TRY IT
Each record should appear again in the response exactly as it does in the original.

[Point localization data]

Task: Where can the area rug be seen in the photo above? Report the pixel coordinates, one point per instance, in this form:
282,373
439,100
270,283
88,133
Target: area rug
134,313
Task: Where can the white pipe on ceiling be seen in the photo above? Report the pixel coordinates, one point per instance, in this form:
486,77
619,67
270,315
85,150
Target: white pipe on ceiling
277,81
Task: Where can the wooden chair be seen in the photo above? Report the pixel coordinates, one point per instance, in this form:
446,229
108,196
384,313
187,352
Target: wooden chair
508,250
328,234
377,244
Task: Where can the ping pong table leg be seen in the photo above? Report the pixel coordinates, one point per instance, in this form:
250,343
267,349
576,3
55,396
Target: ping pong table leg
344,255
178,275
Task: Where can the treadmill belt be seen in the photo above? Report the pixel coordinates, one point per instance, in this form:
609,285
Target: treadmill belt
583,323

RESPONSE BOX
Task: Where can the area rug be seen in the photo above? Report the pixel coordinates, one point per instance, in this form:
282,373
439,100
270,283
88,133
Target: area rug
134,313
Task: Where can the white pipe on ceiling be seen in the photo above? Report the pixel coordinates, one point per instance, in this form:
486,77
619,67
270,315
85,150
Target: white pipe on ceiling
277,81
Task: Where can the wooden chair be seen in the photo above? Report the pixel coordinates, one point per instance, in this form:
446,229
108,196
384,313
187,352
Target: wooden chair
508,250
328,234
377,244
Task: Where can the ping pong table leg be seen in the photo above? Report the pixel coordinates, one point per instance, in this form:
250,343
267,349
576,3
55,396
Target: ping pong table leg
344,255
178,275
Task: Where can the treadmill belt be seen in the photo above? Report the pixel coordinates, one point per instance, in this form:
609,285
Target: treadmill belt
583,323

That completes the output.